I'm Dr. Joshua Schwimmer, a nephrologist and internal medicine physician in New York City. • Kidney Notes was the first active nephrology blog. (Trivia: Kidney Notes is so old that the National Library of Medicine still uses it as an example of how to formally cite blogs.) • Professionally, you can find me at Kidney.nyc. • Kidney Notes is for educational purposes only, not medical advice. Consult qualified health care professionals. See disclaimer.

Tuesday, November 15, 2005

First Blood Vessels Grown From Patient's Skin for Hemodialysis Fistula

Via USA Today:
Two kidney dialysis patients from Argentina have received the world's first blood vessels grown in a lab dish from snippets of their own skin, a promising step toward helping people with a variety of diseases...

People with certain chronic conditions, such as dialysis patients, often run out of healthy vessels.

(Task goal):
Extend the blog post on lab-grown blood vessels for dialysis patients, beginning after its final sentence.

Records from a data source:
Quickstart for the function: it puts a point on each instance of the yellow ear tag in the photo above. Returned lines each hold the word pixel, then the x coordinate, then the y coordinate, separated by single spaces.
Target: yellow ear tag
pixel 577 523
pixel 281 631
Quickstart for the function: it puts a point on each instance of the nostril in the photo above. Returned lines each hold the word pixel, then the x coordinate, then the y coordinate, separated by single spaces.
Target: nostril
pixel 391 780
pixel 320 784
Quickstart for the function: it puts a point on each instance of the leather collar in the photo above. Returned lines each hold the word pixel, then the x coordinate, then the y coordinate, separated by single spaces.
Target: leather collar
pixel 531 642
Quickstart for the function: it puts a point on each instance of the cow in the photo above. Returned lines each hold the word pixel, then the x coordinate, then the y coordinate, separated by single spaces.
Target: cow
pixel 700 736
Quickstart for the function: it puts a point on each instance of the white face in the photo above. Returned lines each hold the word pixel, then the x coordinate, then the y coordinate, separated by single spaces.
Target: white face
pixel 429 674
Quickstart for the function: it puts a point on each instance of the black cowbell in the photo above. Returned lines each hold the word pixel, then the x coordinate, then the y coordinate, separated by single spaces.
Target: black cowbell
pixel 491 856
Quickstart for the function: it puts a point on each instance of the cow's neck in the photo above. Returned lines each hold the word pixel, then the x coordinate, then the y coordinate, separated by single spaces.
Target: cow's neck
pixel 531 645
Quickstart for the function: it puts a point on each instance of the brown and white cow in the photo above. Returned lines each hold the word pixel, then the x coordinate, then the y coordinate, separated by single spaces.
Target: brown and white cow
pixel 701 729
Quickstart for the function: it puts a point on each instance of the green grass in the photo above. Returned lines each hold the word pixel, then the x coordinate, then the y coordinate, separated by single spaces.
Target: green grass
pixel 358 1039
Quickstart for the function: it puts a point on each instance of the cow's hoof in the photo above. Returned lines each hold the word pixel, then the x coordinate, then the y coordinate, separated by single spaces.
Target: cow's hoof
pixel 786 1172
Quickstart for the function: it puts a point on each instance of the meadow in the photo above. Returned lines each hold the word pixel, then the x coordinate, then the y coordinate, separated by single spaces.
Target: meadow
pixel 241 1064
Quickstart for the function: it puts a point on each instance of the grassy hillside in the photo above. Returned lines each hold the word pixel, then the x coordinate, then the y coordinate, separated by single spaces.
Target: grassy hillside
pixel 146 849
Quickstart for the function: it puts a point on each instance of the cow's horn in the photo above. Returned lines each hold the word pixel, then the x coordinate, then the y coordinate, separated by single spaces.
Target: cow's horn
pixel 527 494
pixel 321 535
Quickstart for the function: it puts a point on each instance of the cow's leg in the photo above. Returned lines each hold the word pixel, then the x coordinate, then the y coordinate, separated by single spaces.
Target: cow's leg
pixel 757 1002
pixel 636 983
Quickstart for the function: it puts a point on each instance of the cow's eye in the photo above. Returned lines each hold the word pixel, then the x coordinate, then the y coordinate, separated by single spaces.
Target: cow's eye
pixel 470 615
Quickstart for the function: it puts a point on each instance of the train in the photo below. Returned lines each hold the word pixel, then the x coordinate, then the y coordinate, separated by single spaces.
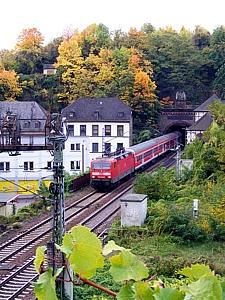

(Result of the task):
Growing them involves taking a piece of skin and a vein, less than a quarter-inch square, from the back of the hand. It's placed in a lab dish and nurtured with growth enhancers that help it produce substances like collagen and elastin, which give tissues their shape and texture...

Sheets of this tissue are produced — "You can cover your desk with a sheet," said Todd McAllister, a scientist and co-founder of the company — and then stacked and rolled into vessels 6 to 8 inches long...

Patients often run out of healthy vessels that can be cut out and moved to form a shunt, and synthetic vessels often don't last long and can develop complications...

The woman's new vessel has withstood needle punctures three times a week for six months and the man's, for almost three.